DO THIS: Please copy the lines from the first one below through the one containing "[302,273,327,287]", substituting "convolution-based" for every "transformer-based" and keeping everything else unchanged. Leave the pictures out of your answer.

PROVIDED ENTRIES:

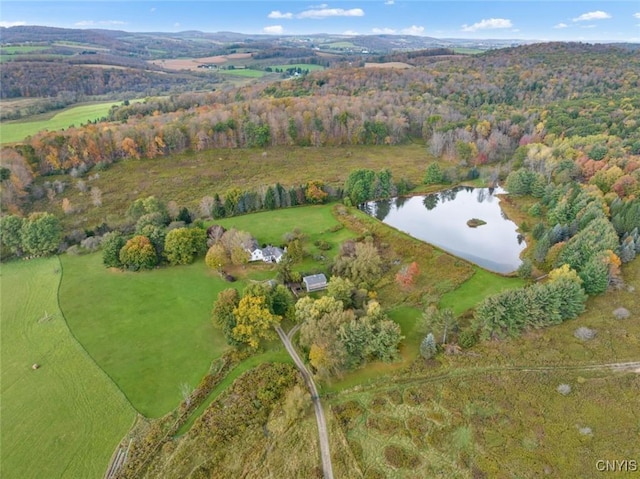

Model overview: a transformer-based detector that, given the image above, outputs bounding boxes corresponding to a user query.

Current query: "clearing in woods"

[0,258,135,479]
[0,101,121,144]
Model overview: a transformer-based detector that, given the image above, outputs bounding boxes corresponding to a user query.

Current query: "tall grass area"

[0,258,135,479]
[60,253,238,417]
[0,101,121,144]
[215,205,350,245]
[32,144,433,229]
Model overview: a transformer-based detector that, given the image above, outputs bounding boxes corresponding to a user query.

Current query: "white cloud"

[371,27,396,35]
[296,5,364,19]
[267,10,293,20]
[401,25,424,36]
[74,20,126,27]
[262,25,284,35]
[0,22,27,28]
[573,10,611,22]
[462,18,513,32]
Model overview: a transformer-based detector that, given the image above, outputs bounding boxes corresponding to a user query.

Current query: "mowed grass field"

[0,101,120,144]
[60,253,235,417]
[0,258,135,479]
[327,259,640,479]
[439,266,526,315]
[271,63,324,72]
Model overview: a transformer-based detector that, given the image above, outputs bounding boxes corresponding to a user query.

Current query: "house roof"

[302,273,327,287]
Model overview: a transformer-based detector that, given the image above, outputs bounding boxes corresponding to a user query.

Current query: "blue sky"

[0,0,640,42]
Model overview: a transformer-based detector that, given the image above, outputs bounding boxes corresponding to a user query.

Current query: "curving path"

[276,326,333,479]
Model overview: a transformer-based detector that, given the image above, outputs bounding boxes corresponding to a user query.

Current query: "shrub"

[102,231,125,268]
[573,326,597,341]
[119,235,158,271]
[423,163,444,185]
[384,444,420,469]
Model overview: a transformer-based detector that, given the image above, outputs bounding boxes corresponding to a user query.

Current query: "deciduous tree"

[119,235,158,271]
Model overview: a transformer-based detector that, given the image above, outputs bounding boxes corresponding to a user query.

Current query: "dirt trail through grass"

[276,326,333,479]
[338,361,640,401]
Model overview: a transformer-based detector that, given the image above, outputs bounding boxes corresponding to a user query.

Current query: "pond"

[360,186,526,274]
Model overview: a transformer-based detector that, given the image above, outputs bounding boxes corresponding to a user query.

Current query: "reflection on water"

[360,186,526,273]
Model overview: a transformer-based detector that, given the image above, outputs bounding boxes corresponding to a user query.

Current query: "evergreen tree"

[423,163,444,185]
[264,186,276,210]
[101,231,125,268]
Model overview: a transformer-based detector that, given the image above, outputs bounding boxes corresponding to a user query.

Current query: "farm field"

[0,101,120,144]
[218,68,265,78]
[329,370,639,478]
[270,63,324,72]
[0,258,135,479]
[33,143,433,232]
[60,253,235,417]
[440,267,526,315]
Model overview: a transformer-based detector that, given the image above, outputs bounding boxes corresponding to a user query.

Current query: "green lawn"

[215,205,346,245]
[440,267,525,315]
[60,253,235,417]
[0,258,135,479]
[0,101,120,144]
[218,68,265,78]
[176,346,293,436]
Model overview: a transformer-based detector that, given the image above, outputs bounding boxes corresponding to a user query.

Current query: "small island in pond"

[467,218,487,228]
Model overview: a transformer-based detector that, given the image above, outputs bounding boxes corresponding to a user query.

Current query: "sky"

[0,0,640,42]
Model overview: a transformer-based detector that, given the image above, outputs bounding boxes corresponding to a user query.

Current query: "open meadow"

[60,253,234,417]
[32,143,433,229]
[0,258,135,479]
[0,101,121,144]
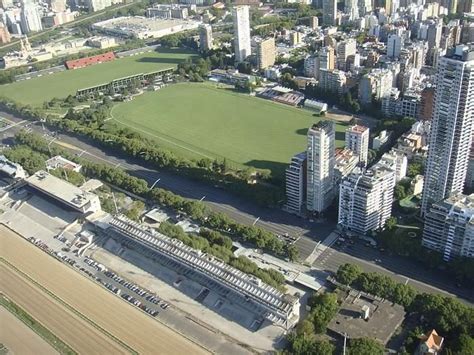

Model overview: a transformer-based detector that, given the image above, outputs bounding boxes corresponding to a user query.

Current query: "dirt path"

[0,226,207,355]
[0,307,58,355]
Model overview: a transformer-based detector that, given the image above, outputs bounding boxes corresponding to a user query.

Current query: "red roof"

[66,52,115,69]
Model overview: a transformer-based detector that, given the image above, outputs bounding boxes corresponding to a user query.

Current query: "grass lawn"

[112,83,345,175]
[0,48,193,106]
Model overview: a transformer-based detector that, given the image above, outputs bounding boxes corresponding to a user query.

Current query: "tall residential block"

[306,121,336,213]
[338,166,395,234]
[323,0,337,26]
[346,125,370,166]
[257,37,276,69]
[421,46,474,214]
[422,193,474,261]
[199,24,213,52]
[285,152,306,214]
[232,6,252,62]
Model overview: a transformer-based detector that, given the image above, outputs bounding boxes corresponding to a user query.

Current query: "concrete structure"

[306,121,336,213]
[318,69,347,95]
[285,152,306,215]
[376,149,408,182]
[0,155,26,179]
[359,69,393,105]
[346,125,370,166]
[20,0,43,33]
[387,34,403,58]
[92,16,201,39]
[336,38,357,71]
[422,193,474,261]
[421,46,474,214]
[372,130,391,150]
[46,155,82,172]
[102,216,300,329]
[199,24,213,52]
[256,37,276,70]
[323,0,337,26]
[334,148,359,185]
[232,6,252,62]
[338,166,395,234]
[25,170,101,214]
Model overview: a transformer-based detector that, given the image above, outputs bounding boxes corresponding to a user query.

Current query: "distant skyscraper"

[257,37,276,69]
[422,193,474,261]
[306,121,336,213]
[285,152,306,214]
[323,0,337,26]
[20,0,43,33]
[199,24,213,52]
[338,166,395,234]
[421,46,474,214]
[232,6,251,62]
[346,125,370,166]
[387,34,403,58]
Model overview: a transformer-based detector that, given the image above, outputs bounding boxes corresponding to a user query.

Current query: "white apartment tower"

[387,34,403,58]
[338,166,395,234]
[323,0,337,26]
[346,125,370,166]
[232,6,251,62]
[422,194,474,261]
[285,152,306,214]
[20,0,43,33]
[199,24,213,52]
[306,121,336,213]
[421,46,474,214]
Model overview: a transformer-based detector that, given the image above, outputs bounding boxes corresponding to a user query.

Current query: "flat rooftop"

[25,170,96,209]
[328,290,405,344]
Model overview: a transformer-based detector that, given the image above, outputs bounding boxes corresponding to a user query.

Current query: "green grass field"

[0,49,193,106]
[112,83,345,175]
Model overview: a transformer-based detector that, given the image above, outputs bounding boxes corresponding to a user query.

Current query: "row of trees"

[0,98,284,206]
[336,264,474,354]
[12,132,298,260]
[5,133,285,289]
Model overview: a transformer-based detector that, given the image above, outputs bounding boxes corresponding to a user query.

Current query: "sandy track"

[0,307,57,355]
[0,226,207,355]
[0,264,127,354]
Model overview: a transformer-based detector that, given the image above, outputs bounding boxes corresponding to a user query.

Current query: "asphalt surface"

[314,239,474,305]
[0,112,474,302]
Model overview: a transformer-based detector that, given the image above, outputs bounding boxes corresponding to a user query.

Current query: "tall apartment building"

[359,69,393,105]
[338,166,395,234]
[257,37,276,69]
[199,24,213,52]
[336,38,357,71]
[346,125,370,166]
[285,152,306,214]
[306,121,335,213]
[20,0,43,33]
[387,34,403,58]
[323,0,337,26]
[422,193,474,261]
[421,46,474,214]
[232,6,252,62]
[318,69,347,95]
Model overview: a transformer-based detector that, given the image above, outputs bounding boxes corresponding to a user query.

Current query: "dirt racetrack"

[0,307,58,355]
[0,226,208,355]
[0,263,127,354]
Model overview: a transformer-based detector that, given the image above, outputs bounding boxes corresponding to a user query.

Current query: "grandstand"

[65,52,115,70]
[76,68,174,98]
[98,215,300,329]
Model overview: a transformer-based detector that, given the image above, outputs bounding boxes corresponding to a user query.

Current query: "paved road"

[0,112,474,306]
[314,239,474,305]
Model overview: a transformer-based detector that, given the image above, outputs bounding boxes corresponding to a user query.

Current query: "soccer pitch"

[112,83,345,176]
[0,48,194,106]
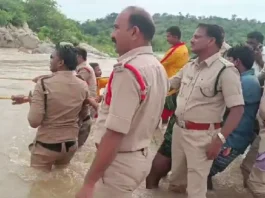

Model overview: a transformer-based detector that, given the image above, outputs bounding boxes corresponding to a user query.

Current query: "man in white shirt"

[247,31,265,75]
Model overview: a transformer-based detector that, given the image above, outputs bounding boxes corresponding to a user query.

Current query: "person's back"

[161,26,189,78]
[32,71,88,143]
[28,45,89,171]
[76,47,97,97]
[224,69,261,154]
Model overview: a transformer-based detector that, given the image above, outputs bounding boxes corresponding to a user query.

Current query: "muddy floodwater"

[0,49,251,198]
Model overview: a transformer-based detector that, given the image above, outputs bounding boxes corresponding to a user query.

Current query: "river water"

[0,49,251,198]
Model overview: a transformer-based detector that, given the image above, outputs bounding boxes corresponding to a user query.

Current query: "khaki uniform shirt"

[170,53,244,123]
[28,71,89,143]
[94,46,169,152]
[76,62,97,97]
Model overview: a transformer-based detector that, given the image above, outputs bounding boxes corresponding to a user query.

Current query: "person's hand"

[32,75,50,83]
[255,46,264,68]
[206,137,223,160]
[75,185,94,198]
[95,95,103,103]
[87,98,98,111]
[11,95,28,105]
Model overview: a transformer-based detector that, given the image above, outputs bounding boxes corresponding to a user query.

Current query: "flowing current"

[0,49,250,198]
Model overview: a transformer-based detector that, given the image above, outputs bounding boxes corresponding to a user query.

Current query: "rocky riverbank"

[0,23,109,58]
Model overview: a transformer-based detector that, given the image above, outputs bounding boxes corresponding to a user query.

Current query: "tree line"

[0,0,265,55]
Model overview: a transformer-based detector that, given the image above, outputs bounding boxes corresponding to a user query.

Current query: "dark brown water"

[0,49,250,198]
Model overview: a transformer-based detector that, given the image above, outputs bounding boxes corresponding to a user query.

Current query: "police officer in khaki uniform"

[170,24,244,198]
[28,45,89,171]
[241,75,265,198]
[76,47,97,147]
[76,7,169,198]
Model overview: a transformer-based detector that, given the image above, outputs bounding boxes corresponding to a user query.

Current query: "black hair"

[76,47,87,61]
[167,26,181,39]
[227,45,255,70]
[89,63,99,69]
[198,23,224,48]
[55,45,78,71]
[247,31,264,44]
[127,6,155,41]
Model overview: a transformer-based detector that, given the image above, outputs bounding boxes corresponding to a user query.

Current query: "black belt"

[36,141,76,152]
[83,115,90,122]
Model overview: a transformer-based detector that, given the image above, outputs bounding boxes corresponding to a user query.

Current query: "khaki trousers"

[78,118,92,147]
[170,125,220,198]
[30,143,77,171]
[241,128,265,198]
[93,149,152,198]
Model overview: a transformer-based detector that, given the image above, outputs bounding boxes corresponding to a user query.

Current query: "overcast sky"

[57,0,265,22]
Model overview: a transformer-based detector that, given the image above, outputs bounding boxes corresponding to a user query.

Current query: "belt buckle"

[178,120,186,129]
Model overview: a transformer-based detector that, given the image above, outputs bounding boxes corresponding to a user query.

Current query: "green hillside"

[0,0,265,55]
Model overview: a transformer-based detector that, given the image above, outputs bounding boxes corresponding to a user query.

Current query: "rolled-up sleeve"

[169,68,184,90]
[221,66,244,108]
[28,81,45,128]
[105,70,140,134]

RESULT FOR THIS EXERCISE:
Model overview: a convolution-based detector that, given the image above, outputs bounding boxes corresponding to a user query.

Current query: "clearing in woods"

[0,258,135,479]
[0,101,121,144]
Model overview: a convolution-based detector that, given the image above, outputs bounding boxes corresponding to a user query.

Current query: "tall grass area"

[0,258,135,479]
[60,253,238,417]
[0,101,121,144]
[215,205,350,245]
[32,144,433,229]
Model overview: a convolution-based detector that, given the image above, outputs bounding boxes corresponding to a user query.

Current query: "white cloud"

[371,27,396,35]
[296,5,364,19]
[267,10,293,20]
[401,25,424,36]
[74,20,126,27]
[262,25,284,35]
[0,22,27,28]
[573,10,611,22]
[462,18,513,32]
Model overview: a convolution-based detector that, given the image above, outputs bounding boxes corresponding to a user query.

Current query: "mowed grass field"

[0,101,120,144]
[60,253,235,417]
[0,258,135,479]
[327,259,640,479]
[439,266,526,315]
[271,63,324,72]
Model overview: a convolution-based detector that, given the image above, outputs bounding boxes corresponding to a user query.

Current query: "house roof"

[302,273,327,287]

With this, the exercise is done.